**Quoted text:**
★ ★ ★ ★ ★

The Appeal Of Extremism

There was a meme going around on Facebook a couple of weeks back to the effect that conspiracy theories appeal especially to people who don’t understand how the government works. (It was phrased in a more pithy manner, but that was the gist.)

That insight was consistent with research on people attracted to various kinds of fundamentalism: religious, political or even nutritional. In a complicated world, there is something very attractive–even restful–about a world cleanly divided into spheres of black and white. This is good, that is bad. This is what God (or nature) demands, and that will send you down the road to hell (or kill you before your time).

No agonizing involved. Just respect the bright line–and try to get the government make your neighbors do likewise.

The attraction of those bright lines– good versus bad, right versus wrong, no shades of gray–goes a long way toward explaining the political figures who go from one extreme to the other. Those of us of a “certain age” still remember the members of the so-called intelligencia who were enamored of communism, then–after being “mugged by reality”–became just as devotedly and rigidly rightwing. These are folks who desperately need the clarity that comes with a very oversimplified view of reality.

The Guardian recently reported on a study confirming the nature of that appeal. It found that people who embrace extremist attitudes tend to perform poorly on complex mental tasks.

★ ★ ★ ★ ★

**Request A:**
Answer the following questions using the essay on extremism:
(i) According to the Facebook meme, to whom do conspiracy theories appeal especially?
(ii) Which kinds of fundamentalism does the essay name?
(iii) What did the study reported by The Guardian find?

Stored records
★ ★ ★ ★ ★

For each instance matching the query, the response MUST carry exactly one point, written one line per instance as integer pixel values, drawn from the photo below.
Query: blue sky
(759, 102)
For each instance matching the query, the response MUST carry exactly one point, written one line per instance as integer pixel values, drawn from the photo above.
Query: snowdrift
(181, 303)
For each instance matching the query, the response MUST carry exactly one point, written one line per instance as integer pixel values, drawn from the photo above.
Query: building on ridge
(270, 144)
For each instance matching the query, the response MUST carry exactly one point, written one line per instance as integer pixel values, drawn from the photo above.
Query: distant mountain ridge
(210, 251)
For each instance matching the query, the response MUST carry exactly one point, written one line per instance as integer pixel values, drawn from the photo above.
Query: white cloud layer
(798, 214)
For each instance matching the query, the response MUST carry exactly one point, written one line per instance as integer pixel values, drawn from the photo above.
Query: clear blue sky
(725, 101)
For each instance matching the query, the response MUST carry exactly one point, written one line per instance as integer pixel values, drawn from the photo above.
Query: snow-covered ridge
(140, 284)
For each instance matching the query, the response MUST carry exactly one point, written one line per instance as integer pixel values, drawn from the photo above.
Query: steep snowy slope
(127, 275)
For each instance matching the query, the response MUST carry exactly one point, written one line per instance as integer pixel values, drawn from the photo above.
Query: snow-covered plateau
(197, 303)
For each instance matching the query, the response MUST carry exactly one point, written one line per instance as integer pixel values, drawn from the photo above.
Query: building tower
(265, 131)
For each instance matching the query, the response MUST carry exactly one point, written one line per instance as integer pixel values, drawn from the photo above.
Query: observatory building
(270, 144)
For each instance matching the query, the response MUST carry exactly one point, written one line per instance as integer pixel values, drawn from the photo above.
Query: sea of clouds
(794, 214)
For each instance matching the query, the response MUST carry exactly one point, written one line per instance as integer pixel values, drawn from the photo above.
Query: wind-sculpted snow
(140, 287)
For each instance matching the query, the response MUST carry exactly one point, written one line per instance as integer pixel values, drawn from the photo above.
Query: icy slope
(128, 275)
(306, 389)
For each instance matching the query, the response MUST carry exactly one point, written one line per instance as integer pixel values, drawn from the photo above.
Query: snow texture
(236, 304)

★ ★ ★ ★ ★

**Request B:**
Extract every line of the records that contains the string "ridge". Case counts.

**Correct result A:**
(i) People who don't understand how the government works.
(ii) Religious, political, and even nutritional fundamentalism.
(iii) People who embrace extremist attitudes tend to perform poorly on complex mental tasks.

**Correct result B:**
Query: building on ridge
Query: distant mountain ridge
Query: snow-covered ridge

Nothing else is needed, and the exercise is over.